* WHAT YOU SHOULD DO *
Copy the records from the start through the line containing "point(339, 342)", requests included, shifting every coordinate in the answers by -4 and leaving the requests and their format samples unchanged. Leave the pictures out.

* MATERIAL *
================

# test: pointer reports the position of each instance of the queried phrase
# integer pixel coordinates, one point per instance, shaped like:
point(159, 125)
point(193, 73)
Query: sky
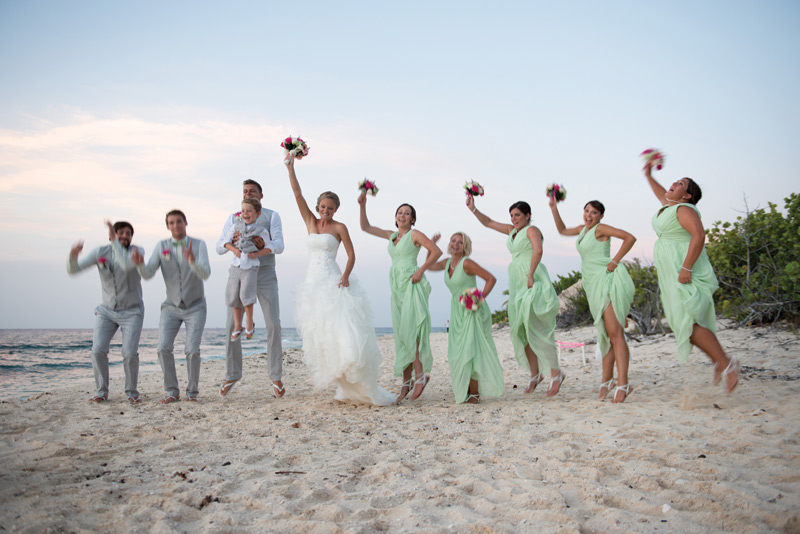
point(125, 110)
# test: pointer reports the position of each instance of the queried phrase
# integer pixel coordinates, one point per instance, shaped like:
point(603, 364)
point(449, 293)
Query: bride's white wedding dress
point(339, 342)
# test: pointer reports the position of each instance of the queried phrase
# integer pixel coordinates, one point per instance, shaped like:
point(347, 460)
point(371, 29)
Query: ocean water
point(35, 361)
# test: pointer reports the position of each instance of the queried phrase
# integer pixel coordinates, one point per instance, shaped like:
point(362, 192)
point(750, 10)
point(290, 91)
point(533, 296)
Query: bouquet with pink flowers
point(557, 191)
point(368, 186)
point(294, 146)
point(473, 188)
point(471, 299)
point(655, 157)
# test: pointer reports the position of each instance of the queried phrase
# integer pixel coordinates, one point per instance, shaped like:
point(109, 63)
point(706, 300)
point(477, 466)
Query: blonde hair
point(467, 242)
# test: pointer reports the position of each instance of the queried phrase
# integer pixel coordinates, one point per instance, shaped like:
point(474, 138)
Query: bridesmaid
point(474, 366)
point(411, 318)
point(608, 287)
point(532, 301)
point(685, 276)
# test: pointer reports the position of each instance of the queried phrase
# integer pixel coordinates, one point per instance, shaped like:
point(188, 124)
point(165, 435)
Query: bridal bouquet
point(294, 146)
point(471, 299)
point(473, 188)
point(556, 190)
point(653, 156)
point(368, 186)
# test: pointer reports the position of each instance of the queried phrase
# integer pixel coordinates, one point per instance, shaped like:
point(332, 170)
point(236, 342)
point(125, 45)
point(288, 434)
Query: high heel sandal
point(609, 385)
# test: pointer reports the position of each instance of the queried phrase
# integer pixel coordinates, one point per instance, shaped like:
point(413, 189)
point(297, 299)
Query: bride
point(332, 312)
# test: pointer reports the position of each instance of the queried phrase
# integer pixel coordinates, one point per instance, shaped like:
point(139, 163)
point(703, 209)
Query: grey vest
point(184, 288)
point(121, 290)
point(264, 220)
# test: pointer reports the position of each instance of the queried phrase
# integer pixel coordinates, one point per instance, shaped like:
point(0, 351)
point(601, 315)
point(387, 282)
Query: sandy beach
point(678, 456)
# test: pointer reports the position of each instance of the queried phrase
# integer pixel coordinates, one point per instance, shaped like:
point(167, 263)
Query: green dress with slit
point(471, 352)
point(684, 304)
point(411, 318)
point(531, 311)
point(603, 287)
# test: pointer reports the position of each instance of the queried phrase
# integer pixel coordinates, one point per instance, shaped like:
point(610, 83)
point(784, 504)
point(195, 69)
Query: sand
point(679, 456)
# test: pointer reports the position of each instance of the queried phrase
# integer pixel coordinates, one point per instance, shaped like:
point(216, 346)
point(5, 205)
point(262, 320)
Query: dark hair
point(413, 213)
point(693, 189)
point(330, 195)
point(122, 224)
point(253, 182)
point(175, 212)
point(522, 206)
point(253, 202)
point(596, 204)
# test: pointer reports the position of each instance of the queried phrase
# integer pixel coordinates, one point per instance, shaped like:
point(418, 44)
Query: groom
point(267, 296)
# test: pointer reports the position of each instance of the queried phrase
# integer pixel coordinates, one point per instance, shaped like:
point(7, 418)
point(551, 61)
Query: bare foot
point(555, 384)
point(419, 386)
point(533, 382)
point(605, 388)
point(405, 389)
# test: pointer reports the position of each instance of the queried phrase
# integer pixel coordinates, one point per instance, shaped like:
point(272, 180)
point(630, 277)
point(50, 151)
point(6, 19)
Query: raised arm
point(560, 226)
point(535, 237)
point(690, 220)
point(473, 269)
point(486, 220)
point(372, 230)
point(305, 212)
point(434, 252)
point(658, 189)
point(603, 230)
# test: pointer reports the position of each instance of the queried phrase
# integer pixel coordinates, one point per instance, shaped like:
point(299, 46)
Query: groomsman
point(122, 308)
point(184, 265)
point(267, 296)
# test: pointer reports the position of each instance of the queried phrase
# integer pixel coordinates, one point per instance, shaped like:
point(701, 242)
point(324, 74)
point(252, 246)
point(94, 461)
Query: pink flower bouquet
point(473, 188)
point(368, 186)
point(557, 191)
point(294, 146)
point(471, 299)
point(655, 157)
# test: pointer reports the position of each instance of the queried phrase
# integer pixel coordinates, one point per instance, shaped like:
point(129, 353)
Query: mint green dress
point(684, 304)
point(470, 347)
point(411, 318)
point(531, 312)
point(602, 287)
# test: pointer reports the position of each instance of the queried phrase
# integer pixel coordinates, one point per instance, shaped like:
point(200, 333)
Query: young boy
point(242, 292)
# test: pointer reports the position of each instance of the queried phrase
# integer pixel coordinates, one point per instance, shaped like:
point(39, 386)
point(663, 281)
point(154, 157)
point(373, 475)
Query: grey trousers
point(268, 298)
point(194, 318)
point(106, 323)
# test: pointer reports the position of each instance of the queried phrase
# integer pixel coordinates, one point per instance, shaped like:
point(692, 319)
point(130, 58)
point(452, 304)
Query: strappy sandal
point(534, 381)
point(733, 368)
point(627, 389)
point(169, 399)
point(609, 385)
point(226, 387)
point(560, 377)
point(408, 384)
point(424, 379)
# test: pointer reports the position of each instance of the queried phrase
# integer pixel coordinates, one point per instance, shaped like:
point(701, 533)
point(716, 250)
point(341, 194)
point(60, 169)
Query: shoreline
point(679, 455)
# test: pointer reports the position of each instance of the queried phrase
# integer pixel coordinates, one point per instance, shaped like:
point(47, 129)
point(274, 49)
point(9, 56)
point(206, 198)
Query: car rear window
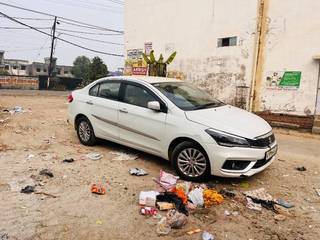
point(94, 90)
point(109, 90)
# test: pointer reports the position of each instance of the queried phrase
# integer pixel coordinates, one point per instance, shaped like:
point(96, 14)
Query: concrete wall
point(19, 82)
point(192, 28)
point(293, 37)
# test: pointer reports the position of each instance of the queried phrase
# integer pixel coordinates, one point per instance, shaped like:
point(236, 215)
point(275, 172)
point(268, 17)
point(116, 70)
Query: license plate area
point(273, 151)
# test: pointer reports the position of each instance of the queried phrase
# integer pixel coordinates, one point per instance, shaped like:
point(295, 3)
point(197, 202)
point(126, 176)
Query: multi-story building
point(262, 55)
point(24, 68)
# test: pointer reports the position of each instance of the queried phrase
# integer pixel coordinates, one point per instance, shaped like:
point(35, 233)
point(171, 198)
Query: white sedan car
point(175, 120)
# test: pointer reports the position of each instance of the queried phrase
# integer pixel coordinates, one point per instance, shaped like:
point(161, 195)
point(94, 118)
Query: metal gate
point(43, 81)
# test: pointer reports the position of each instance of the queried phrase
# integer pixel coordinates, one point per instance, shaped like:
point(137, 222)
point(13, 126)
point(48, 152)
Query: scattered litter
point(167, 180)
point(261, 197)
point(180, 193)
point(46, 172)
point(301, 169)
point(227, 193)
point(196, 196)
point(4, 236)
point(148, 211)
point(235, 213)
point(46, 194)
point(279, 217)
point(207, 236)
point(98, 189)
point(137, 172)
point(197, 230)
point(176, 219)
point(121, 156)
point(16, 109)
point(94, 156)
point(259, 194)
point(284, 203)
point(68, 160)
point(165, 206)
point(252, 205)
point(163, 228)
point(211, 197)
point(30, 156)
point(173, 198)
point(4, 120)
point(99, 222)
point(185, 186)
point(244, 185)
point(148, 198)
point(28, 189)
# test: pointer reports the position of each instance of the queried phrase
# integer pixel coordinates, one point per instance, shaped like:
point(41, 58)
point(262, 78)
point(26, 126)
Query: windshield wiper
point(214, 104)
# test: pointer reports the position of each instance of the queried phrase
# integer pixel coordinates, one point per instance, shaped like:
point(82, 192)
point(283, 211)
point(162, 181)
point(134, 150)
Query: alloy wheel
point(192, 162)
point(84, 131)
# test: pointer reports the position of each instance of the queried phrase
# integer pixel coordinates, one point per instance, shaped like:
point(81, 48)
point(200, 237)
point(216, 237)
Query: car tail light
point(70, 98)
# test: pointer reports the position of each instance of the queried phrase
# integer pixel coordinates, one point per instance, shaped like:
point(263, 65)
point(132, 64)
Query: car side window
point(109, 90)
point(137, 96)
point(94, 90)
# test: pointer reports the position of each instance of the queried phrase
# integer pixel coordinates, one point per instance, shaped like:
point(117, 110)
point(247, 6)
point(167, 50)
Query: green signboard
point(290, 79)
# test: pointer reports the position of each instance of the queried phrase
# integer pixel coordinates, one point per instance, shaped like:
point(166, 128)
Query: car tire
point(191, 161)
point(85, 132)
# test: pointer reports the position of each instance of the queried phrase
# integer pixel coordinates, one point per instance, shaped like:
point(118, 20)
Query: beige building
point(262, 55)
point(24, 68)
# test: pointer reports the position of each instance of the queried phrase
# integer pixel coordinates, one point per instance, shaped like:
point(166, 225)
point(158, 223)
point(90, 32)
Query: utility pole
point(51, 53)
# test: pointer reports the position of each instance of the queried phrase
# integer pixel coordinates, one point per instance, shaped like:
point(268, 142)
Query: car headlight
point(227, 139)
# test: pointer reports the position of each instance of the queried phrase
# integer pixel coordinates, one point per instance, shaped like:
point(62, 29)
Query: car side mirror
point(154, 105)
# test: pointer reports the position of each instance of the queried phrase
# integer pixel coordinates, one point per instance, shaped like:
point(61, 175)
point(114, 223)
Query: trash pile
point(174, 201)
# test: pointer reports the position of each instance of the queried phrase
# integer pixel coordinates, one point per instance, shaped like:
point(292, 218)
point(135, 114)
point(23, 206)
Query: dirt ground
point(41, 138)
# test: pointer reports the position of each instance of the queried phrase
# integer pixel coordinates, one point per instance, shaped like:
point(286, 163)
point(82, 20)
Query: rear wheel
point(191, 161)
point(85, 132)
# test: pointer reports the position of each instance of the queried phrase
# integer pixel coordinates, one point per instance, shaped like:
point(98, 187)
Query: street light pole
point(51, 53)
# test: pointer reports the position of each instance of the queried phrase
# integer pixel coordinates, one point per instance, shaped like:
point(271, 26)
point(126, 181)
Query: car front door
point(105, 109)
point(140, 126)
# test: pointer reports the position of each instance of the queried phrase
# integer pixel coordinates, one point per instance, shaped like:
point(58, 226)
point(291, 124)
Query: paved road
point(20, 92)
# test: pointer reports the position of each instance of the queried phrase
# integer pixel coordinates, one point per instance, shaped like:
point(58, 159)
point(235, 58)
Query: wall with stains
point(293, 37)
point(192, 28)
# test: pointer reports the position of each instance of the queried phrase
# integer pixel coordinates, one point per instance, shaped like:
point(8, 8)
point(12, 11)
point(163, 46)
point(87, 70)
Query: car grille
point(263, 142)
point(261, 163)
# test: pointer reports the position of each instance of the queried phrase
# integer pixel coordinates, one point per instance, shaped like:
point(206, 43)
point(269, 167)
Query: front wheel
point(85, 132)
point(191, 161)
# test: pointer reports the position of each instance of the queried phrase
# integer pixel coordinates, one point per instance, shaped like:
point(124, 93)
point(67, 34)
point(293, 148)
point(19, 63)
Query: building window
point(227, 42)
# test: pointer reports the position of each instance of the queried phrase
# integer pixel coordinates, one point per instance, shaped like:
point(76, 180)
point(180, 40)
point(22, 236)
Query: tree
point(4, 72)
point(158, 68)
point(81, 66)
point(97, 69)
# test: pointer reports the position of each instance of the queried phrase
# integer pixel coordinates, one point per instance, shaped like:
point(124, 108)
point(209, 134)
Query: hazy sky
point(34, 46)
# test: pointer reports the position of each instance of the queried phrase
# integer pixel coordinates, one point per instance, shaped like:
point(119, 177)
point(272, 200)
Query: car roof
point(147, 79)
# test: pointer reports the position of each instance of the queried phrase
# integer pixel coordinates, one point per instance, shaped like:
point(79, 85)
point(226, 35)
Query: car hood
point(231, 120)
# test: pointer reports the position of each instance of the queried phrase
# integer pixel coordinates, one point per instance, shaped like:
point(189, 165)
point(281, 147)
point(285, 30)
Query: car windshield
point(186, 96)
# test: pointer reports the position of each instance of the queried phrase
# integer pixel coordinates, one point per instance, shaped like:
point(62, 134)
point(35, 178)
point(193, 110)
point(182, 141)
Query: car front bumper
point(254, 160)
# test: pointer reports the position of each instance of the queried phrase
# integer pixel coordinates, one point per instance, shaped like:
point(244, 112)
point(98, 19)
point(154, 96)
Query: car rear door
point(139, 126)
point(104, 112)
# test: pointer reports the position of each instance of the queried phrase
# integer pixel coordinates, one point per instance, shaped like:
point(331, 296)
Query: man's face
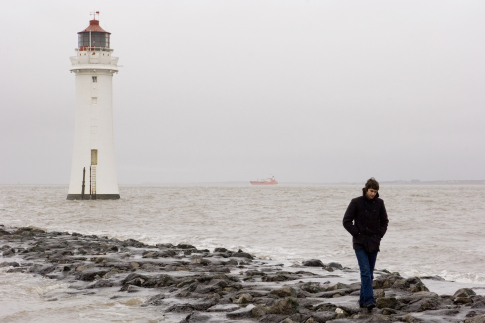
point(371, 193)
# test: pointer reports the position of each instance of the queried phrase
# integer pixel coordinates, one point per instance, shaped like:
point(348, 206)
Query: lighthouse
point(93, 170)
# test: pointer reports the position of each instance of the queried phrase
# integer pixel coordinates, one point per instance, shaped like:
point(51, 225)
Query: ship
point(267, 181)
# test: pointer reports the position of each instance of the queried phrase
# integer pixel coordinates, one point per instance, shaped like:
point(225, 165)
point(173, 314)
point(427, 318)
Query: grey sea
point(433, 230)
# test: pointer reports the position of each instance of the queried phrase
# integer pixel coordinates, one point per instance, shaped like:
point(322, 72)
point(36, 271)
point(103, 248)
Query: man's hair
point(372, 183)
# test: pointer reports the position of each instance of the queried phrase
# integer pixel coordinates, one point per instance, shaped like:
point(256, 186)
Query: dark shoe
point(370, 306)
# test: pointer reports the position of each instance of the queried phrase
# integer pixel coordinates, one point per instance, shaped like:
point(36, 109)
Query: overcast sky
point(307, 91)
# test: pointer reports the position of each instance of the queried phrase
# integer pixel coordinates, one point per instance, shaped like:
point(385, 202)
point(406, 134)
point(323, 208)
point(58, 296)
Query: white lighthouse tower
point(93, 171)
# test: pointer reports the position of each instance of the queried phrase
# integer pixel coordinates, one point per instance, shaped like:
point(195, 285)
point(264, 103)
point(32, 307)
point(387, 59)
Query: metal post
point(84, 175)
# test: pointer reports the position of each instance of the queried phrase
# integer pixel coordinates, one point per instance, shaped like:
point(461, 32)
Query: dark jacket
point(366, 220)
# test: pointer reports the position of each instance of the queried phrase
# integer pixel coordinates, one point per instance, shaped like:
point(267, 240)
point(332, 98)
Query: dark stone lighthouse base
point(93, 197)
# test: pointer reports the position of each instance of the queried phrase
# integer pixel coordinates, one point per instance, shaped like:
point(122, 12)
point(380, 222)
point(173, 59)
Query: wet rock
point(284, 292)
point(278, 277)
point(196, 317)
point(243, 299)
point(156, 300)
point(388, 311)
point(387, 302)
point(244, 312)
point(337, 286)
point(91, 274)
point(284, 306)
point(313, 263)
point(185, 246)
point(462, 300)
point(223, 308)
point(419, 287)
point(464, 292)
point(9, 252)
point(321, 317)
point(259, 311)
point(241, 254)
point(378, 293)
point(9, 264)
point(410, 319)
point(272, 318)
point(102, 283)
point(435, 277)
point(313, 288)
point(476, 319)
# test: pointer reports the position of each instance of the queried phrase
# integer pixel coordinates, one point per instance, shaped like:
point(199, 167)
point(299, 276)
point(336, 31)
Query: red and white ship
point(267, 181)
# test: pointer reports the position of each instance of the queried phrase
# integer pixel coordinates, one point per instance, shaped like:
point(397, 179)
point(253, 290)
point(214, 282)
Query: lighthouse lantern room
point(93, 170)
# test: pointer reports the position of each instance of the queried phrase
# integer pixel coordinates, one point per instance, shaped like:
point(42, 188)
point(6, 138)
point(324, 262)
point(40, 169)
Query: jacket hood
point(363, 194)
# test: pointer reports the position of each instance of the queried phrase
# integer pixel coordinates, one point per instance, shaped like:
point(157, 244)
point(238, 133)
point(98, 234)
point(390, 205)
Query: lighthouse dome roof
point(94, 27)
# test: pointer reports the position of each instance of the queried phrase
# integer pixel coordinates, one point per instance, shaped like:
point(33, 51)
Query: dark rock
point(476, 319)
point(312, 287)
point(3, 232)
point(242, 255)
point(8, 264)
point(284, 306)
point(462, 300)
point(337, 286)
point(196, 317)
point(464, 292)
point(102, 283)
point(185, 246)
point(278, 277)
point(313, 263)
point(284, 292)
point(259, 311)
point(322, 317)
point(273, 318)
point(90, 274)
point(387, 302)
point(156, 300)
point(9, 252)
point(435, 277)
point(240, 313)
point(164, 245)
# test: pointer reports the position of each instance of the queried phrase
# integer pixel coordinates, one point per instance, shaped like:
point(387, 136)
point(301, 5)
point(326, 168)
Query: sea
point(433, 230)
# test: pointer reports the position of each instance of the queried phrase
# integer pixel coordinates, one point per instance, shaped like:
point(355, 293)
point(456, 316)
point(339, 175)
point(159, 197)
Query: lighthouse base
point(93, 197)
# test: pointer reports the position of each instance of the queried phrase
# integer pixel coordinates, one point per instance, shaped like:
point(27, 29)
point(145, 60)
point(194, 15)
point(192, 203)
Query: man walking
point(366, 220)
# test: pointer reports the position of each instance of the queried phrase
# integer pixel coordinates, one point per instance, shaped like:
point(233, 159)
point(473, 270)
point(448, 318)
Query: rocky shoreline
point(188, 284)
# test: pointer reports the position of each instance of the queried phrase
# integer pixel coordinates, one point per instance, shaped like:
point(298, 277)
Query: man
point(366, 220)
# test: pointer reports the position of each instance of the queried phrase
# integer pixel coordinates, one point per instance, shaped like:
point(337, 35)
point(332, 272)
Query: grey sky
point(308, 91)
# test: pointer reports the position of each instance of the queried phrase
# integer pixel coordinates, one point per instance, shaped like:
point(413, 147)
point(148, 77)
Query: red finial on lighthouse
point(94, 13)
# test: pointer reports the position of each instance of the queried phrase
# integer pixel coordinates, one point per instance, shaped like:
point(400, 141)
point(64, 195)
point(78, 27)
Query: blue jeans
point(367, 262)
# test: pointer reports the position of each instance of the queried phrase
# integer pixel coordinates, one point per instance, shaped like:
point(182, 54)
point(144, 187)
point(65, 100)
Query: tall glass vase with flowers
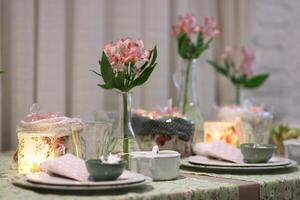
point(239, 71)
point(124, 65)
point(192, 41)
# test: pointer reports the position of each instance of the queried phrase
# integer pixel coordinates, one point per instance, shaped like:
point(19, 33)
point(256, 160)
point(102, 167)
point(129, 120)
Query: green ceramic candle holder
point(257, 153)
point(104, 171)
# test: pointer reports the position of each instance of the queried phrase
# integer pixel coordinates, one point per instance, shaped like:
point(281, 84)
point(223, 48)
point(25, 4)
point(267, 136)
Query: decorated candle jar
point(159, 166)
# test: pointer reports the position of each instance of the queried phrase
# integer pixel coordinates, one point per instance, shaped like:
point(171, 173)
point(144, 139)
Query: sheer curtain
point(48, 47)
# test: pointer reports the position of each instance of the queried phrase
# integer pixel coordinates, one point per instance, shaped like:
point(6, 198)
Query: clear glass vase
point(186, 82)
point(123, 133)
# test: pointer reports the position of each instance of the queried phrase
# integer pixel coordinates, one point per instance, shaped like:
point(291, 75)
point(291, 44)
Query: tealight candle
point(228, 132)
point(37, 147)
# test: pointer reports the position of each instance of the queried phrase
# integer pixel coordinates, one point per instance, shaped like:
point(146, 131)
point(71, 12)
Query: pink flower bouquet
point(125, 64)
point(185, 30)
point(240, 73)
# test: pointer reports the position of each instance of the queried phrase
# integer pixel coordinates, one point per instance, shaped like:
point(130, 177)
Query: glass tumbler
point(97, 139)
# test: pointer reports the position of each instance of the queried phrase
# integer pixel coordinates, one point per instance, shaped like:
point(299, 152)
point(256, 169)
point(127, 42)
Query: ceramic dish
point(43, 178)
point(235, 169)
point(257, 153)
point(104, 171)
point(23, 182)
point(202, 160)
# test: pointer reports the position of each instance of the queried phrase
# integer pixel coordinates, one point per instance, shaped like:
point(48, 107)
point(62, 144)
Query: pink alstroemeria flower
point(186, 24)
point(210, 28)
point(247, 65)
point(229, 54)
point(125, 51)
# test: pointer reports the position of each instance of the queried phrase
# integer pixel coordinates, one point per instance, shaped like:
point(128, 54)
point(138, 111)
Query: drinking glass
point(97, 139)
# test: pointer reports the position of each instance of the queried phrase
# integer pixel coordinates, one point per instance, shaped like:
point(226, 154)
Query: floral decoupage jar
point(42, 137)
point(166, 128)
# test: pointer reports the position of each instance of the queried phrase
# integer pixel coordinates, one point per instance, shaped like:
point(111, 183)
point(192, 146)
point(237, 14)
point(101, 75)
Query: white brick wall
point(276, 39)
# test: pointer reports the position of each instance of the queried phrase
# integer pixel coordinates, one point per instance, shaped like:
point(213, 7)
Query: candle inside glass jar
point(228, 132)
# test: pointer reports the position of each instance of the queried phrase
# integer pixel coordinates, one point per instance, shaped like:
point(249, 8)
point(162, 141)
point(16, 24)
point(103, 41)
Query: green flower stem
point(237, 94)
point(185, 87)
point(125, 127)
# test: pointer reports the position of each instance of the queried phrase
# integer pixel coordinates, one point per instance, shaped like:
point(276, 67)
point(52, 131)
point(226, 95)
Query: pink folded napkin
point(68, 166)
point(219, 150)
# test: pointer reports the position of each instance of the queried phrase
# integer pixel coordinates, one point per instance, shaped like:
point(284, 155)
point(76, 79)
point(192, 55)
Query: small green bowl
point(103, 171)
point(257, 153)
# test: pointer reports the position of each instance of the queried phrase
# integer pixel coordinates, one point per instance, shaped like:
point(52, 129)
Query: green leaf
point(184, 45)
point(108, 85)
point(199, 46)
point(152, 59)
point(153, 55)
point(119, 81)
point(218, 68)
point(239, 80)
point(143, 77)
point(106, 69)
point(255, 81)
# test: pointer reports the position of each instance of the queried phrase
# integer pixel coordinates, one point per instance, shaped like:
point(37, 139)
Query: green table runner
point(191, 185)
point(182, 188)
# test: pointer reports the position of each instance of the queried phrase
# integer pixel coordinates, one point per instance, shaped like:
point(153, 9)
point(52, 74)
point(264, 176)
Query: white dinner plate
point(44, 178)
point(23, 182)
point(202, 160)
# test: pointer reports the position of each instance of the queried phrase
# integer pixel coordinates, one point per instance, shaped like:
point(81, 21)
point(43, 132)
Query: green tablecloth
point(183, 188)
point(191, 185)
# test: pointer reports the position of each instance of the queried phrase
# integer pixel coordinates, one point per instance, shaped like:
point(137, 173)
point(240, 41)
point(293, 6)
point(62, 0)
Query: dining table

================

* EXERCISE OUTPUT *
# test: pointer reports the position of each instance of the queried phrase
# integer pixel coordinates, one point per instance, shaped like:
point(159, 125)
point(193, 73)
Query: sky
point(121, 106)
# test: pointer reports the position of each instance of the queried phrase
# integer pixel coordinates, one point per instance, shaped like:
point(603, 364)
point(449, 293)
Query: bride's white wedding dress
point(335, 338)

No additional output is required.